Provided text:

>> START

Week Wraps with Dragon Preps and Life Science

The SpaceX Dragon Freedom spacecraft is pictured through the window of the SpaceX Dragon Endeavour spacecraft with a vivid green and pink aurora below.
The SpaceX Dragon Freedom spacecraft is pictured through the window of the SpaceX Dragon Endeavour spacecraft with a vivid green and pink aurora below.

Four Expedition 72 crew members are preparing take a short ride to a different International Space Station port this weekend to make way for an upcoming cargo mission. In the meantime, the orbital residents wrapped up the workweek with life science experiments and lab maintenance.

>> END

Data section:
>> START

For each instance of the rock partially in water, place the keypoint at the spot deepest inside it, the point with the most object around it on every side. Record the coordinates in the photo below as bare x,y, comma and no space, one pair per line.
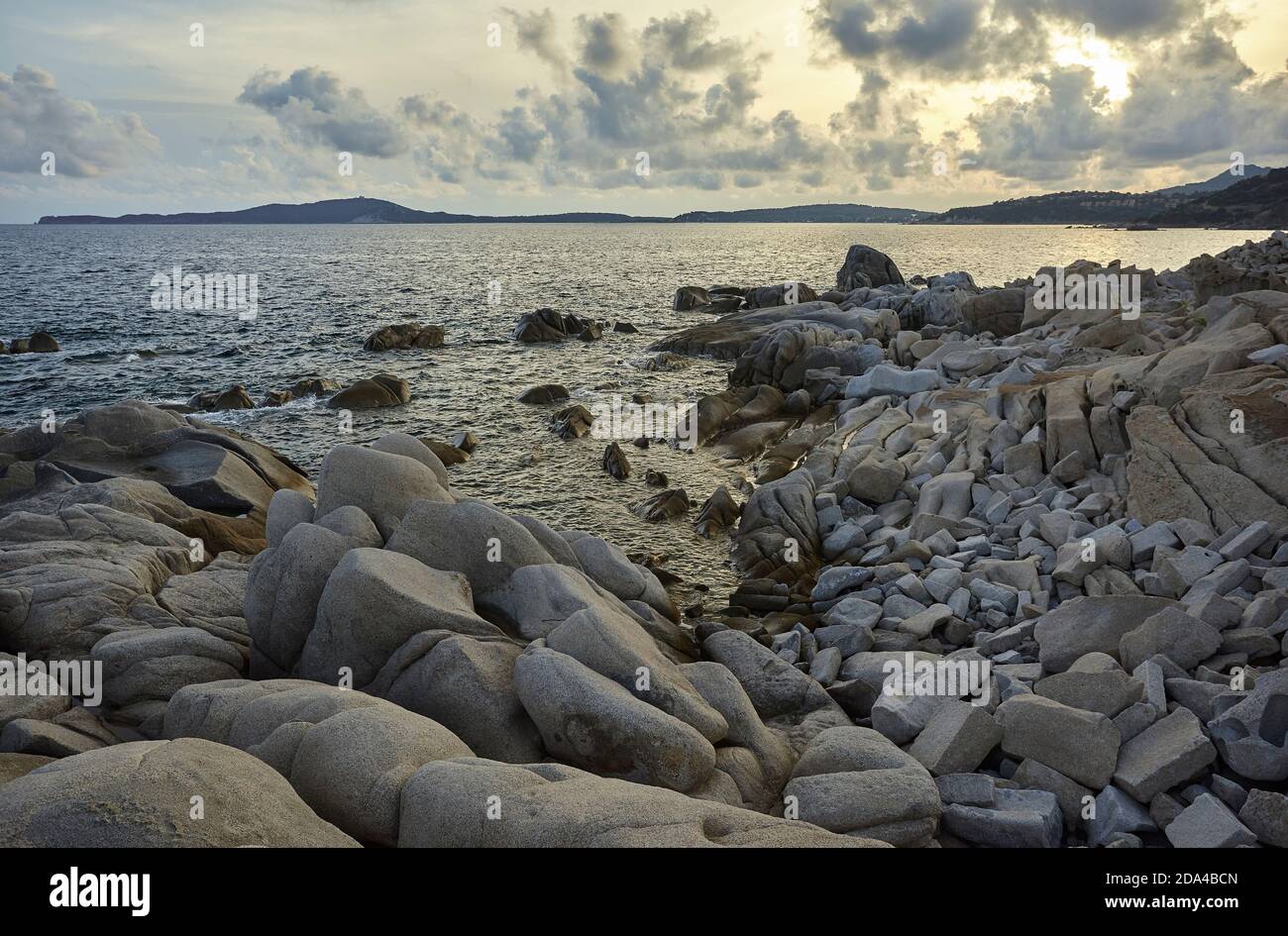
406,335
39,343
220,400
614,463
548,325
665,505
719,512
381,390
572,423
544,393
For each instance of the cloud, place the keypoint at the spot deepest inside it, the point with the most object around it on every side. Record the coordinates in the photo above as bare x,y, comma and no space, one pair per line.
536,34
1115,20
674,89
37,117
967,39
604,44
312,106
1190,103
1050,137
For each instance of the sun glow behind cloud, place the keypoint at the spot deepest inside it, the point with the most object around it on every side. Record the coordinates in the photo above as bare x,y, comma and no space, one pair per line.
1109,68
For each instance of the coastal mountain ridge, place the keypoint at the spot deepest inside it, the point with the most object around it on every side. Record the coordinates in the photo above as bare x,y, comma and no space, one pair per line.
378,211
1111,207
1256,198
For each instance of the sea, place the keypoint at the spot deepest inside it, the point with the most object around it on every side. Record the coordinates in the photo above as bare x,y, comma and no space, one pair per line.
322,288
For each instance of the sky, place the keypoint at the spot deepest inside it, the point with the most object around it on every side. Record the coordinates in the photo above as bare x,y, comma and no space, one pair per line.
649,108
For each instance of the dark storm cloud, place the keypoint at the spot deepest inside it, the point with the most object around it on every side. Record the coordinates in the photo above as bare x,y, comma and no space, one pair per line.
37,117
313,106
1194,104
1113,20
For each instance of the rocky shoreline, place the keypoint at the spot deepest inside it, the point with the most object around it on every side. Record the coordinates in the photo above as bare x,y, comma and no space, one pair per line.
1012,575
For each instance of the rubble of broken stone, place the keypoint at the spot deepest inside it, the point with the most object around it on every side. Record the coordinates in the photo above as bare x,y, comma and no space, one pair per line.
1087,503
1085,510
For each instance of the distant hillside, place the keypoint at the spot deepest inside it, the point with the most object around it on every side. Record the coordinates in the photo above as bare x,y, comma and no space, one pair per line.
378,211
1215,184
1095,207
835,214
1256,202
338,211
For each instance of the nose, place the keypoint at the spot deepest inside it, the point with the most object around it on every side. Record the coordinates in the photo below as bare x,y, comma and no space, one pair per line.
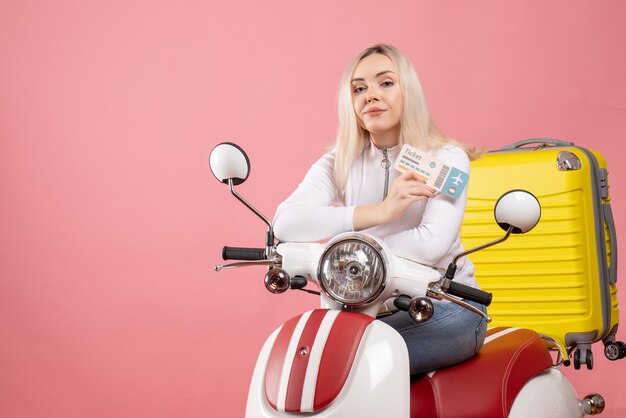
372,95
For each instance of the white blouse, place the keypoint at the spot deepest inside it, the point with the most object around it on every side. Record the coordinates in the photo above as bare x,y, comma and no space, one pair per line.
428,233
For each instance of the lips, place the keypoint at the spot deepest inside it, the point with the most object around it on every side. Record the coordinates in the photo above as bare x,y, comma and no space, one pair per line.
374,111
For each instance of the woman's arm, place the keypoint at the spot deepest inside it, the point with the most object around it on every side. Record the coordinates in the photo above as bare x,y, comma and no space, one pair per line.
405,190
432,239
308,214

>> END
>> START

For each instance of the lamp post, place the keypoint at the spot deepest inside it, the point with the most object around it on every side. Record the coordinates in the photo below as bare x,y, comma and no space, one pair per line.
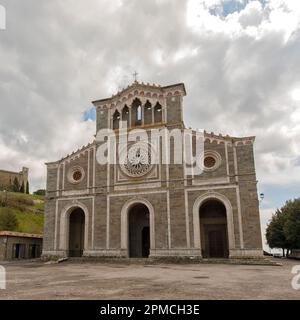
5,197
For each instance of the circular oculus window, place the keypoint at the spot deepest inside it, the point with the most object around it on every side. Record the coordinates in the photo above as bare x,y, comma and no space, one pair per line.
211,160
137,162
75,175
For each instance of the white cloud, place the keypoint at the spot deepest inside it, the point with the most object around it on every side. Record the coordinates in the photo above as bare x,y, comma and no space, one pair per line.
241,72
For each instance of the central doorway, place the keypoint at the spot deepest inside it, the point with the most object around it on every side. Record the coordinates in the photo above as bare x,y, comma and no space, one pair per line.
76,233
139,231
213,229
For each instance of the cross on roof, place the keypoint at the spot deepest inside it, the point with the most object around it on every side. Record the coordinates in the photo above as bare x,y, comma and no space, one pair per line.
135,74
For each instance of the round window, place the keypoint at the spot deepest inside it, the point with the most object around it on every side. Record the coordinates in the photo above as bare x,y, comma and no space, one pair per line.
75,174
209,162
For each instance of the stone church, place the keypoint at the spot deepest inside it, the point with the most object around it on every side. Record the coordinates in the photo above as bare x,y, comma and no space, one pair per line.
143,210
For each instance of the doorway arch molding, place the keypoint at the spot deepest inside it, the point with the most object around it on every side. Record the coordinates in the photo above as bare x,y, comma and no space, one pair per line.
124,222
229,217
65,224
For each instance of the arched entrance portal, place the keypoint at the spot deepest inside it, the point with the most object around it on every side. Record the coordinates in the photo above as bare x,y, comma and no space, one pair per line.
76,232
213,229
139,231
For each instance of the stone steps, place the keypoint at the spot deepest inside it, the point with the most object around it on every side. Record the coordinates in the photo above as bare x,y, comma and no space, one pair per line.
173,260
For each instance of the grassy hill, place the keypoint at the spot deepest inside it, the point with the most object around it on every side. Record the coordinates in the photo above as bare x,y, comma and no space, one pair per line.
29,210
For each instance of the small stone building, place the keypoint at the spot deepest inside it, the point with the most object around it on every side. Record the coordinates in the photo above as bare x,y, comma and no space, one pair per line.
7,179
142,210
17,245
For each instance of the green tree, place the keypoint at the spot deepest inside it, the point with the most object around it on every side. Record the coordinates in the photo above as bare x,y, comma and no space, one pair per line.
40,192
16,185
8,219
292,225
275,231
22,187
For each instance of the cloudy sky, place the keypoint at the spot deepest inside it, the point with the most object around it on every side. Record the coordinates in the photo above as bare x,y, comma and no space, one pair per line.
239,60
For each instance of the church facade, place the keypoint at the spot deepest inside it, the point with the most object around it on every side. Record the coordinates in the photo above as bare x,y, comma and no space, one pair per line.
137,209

>> END
>> START

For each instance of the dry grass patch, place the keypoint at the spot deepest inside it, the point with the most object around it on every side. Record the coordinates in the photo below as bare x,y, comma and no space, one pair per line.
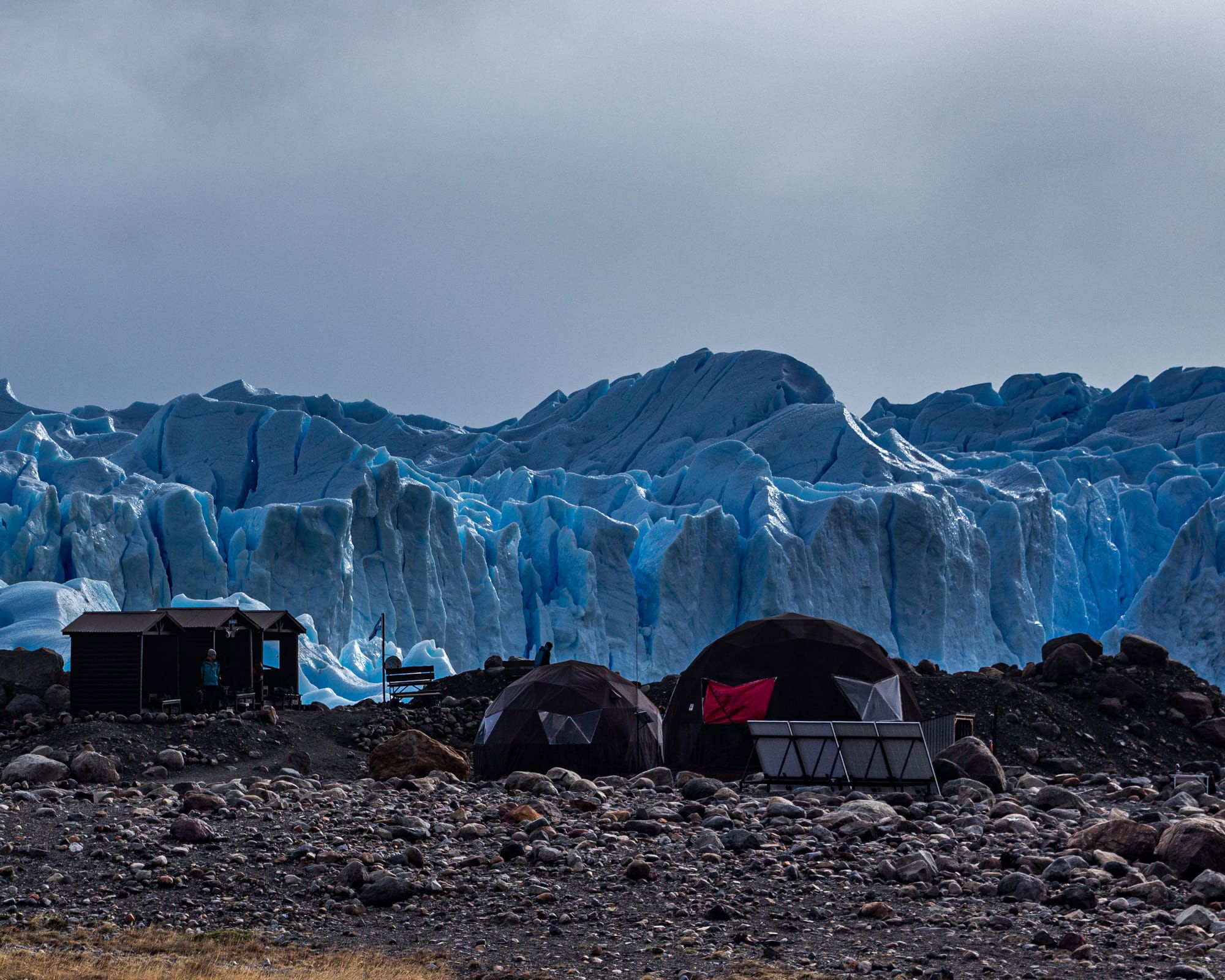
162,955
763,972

>> END

Problems to solve:
1. According to the Expedition 72 update, why are crew members moving to a different International Space Station port?
2. Name every spacecraft and station that the Expedition 72 update mentions by name.

Problem solutions:
1. To make way for an upcoming cargo mission.

2. SpaceX Dragon Freedom, SpaceX Dragon Endeavour, International Space Station